Apply what you read:
1 – From the excerpt on vegan diets, reproduce word for word the passage starting at "Most vegan diets" and ending at "personal vegan experience.".
2 – Answer these questions using the excerpt on vegan diets:
(a) Which ingredients does the excerpt say vegans avoid, unlike vegetarians?
(b) What organization did Shena Jaramillo found?
(c) According to Jaramillo, which two things do pre-prepped convenience vegan items contain a lot of?
3 – Extend the excerpt on vegan diets, picking up after its final sentence.

Excerpt provided:
::::

Unlike vegetarians, vegans also avoid common ingredients like eggs, butter, cheese, milk, and honey. Yep, even though they aren’t meat.
Most vegan diets are high in the following:
- fruits and vegetables
- nuts and seeds
- bread, rice, pasta
- dairy alternatives
- soy products
However, what two vegans eat can be as varied as what two carnivores eat!
Registered dietitian nutritionist Shena Jaramillo MS, RD, founder of Peace & Nutrition explains, “What someone eats while vegan really depends on their approach to veganism.”
“Some people will simply opt for pre-prepped convenience vegan items (like Oreos!), which contain a lot of sodium and sugar,” she says. “While others will choose to limit processed foods, and instead primarily munch on whole foods.”
Here’s what to keep in mind as you’re stepping into your own personal vegan experience.
1. You should have a clear why
Some choose a new diet as a way of seeking accountability. Others might do it out of sheer curiosity.

::::

Record extracts:
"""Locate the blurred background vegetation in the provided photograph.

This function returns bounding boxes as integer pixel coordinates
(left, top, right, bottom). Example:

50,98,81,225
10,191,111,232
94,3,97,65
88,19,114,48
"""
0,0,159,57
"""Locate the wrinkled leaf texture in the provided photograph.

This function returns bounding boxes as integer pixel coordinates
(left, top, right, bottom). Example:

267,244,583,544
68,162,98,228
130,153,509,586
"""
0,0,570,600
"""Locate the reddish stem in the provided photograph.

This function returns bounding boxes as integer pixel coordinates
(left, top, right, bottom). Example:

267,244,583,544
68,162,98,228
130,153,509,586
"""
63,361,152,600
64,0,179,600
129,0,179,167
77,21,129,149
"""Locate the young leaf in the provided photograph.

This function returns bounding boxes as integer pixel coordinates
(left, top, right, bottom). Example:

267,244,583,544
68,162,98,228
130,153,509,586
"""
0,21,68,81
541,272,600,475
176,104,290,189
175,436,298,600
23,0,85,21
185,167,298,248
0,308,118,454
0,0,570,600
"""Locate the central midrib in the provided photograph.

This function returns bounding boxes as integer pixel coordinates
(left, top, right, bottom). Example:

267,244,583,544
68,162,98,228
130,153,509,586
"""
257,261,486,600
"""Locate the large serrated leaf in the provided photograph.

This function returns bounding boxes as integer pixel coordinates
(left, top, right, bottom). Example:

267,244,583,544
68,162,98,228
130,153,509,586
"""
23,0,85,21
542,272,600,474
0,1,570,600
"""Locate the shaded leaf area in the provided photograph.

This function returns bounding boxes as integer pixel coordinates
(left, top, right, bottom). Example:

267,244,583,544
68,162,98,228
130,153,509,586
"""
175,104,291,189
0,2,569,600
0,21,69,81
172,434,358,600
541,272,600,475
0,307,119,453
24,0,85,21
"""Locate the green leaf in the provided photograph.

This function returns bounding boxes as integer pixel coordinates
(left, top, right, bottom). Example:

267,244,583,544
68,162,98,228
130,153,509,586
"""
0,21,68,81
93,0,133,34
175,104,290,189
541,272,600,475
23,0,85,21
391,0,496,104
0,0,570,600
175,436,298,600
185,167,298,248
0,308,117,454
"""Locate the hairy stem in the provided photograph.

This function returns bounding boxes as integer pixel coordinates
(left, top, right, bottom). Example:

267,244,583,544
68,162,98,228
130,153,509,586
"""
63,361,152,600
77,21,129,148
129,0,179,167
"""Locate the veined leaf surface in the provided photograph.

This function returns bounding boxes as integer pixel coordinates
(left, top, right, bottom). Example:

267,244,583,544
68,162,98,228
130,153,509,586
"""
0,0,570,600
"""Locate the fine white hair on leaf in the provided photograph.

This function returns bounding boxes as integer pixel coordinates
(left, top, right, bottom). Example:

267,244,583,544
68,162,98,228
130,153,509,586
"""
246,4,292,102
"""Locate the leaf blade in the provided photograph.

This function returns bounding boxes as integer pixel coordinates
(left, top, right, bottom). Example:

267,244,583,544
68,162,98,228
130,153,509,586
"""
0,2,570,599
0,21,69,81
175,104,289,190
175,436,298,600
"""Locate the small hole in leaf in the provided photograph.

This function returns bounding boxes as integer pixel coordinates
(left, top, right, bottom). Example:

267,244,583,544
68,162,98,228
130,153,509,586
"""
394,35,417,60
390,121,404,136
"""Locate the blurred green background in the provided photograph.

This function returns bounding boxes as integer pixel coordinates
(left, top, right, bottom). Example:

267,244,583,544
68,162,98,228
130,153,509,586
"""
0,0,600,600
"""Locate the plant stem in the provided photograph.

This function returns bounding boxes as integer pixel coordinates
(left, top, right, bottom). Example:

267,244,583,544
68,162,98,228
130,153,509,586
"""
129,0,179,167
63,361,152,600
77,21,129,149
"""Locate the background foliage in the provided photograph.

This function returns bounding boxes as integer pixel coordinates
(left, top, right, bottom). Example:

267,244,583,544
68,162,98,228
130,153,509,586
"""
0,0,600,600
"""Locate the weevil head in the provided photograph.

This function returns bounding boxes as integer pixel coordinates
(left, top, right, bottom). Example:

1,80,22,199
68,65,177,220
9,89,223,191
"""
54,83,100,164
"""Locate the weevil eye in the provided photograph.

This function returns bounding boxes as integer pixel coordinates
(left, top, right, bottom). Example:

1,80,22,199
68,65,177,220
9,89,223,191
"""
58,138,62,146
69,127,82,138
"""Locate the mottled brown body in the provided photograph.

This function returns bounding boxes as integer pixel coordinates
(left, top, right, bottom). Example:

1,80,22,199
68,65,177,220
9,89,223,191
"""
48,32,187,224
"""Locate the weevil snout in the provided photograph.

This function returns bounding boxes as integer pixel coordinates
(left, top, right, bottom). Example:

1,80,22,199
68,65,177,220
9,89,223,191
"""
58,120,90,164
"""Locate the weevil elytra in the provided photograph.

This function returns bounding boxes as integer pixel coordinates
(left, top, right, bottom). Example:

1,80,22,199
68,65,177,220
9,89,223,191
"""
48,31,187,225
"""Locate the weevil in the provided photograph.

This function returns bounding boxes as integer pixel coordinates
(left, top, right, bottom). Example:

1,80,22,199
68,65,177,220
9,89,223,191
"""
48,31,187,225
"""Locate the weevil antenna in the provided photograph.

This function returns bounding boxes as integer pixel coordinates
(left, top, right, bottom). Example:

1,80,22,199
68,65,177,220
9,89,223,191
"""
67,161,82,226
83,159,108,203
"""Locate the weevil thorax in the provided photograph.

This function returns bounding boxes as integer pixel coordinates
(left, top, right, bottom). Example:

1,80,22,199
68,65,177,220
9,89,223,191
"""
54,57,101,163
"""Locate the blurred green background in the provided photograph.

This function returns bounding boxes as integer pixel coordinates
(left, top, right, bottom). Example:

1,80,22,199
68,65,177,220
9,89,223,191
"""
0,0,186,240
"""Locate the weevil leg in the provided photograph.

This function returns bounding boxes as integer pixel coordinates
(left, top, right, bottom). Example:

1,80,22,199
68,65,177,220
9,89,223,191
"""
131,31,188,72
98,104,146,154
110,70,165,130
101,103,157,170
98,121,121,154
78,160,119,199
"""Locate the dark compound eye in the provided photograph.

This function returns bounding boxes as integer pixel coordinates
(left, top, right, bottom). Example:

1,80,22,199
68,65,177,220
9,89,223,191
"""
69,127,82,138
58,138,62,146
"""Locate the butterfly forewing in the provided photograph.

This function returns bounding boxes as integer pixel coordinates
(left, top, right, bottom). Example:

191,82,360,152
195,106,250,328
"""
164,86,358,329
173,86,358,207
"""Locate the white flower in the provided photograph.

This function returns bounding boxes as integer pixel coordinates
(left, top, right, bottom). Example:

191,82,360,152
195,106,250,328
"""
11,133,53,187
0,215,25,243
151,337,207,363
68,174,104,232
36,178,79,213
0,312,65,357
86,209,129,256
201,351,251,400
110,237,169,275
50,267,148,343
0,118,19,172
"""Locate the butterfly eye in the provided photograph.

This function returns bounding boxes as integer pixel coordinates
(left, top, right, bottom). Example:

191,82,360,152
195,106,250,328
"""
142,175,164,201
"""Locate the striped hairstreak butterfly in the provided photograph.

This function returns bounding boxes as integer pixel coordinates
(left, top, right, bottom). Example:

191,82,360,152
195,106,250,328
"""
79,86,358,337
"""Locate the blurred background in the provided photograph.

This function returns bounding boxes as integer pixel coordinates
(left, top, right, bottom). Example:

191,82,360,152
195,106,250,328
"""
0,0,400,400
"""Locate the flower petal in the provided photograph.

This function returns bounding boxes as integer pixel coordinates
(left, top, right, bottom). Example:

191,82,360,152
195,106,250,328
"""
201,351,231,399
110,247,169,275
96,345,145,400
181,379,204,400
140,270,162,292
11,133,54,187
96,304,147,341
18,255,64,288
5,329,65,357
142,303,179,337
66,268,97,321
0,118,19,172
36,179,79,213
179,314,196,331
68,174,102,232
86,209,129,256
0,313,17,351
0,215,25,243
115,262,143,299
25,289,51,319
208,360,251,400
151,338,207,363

::::

Task-by-task results:
1 –
Most vegan diets are high in the following:
- fruits and vegetables
- nuts and seeds
- bread, rice, pasta
- dairy alternatives
- soy products
However, what two vegans eat can be as varied as what two carnivores eat!
Registered dietitian nutritionist Shena Jaramillo MS, RD, founder of Peace & Nutrition explains, “What someone eats while vegan really depends on their approach to veganism.”
“Some people will simply opt for pre-prepped convenience vegan items (like Oreos!), which contain a lot of sodium and sugar,” she says. “While others will choose to limit processed foods, and instead primarily munch on whole foods.”
Here’s what to keep in mind as you’re stepping into your own personal vegan experience.

2 –
(a) Eggs, butter, cheese, milk, and honey.
(b) Peace & Nutrition.
(c) Sodium and sugar.

3 –
As for why someone would choose a vegan challenge, specifically? “Reasons range from caring about the environment and the animals to cutting costs to cutting pounds,” says Avant.
“And sometimes people do it because they watched a documentary, listened to a podcast, read an article, or talked to a friend or family member about it,” she says.
Regardless, you should know your W-H-Y before the first day.
“The more thought you give to what you actually want to get out of the experience, the more likely you are to be successful,” says Avant.
2. You may notice some happy side effects
There is no way to know exactly how your body is going to respond to ditching whole food groups, and replacing them with others. Still, there are a number of happy health and habitual side effects that can benefit your fitness or weight loss goals.
For instance, Veganuary encourages people to look at the food labels to make sure they are following a vegan diet.
“This has the added benefit of showing someone what micro and macronutrients they’re getting, which can help them meet the macronutrient- or calorie-intake goals best suited toward their weight loss goals,” Avant explains.
Going vegan also promotes meal creativity. What are you going to eat now that Meat Lasagna Monday and Turkey Taco Tuesday are on a hiatus? You’ll have to get innovative.
“Going vegan can be beneficial because it usually requires creativity and a lot of in-home meal prep,” says Jaramillo. As it goes, homemade meals are usually more dense in micronutrients than restaurant items, which can support overall energy.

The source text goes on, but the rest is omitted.